Questions on the material:
A) Return part of the neuromyelitis optica text below without changes. Begin at the words "Neuromyelitis optica (NMO)" and stop after the words "remains unclear [7].".
B) Answer these questions from the neuromyelitis optica text below:
(i) Which treatment improved functional and pathological outcomes in the rat model?
(ii) Where is aquaporin-4 expressed?
(iii) To which therapies are treatment options in the acute phase of NMO attacks still limited?

Text block:

▽

We established an AQP4-IgG-induced ON rat model with severe functional impairments that reproduce the histological characteristics of patients with NMO. Using this model, we revealed that minocycline treatment ameliorates functional and pathological outcomes, highlighting the usefulness of our model for evaluating potential therapeutic drugs for ON in NMO.

Background

Neuromyelitis optica (NMO) is an autoimmune inflammatory disease of the central nervous system (CNS) that mainly affects the optic nerve and spinal cord [1,2,3]. Most patients with NMO are reported to be positive for antibodies against aquaporin-4 (AQP4), which is expressed in the foot processes of astrocytes [4, 5]. Anti-AQP4 autoantibodies target AQP4 on the surface of astrocytes, causing AQP4 loss and cellular cytotoxicity. This, in turn, induces inflammation, demyelination, and neuronal loss [6]. However, the precise mechanisms underlying neuronal damage remains unclear [7].

Optic neuritis (ON) is a common manifestation of NMO, and compared to multiple sclerosis (MS), the extent of tissue damage is more severe and often leads to loss of visual function [8]. Recently, several new drugs have emerged that can prevent relapse. However, treatment options in the acute phase of NMO attacks are still limited to steroid pulse and plasma exchange therapies [9], which sometimes fail to attenuate the aggravation of visual symptoms [10]. Thus, the development of novel therapeutics that exert ameliorating effects on optic nerve damage caused by NMO attacks is required. Therefore, to elucidate the underlying pathological mechanism and test the effectiveness of potential therapeutic drugs, the establishment of a clinically relevant experimental ON model is necessary.

△

Provided data:
▽

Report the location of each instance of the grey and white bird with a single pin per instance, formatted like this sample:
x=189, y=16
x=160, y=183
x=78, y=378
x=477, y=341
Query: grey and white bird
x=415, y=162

△
▽

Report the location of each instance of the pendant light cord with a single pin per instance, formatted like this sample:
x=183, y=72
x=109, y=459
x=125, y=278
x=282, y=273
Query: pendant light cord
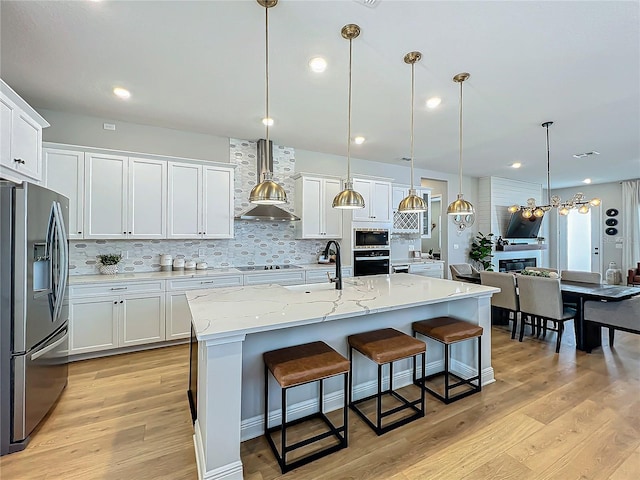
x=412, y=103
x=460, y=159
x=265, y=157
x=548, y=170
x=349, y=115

△
▽

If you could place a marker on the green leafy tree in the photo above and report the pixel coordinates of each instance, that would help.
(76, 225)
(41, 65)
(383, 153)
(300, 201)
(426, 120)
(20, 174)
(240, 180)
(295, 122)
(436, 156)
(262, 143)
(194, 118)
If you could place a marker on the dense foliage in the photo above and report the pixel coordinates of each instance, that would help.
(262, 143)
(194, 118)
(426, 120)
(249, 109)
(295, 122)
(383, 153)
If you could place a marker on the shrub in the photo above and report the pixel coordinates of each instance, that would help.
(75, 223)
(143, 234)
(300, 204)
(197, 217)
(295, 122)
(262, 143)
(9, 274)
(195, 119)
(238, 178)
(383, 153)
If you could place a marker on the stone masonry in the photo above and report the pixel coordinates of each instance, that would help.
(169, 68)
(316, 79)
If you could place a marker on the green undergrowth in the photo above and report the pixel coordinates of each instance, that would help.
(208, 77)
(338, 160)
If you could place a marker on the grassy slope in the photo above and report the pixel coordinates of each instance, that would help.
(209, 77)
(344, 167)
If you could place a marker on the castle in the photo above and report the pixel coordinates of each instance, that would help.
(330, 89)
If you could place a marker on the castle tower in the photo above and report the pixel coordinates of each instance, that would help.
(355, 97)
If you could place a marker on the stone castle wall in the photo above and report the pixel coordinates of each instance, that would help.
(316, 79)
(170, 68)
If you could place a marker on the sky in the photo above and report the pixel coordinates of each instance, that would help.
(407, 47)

△

Responses by task:
A)
Neuromyelitis optica (NMO) is an autoimmune inflammatory disease of the central nervous system (CNS) that mainly affects the optic nerve and spinal cord [1,2,3]. Most patients with NMO are reported to be positive for antibodies against aquaporin-4 (AQP4), which is expressed in the foot processes of astrocytes [4, 5]. Anti-AQP4 autoantibodies target AQP4 on the surface of astrocytes, causing AQP4 loss and cellular cytotoxicity. This, in turn, induces inflammation, demyelination, and neuronal loss [6]. However, the precise mechanisms underlying neuronal damage remains unclear [7].

B)
(i) Minocycline treatment.
(ii) In the foot processes of astrocytes.
(iii) Steroid pulse and plasma exchange therapies.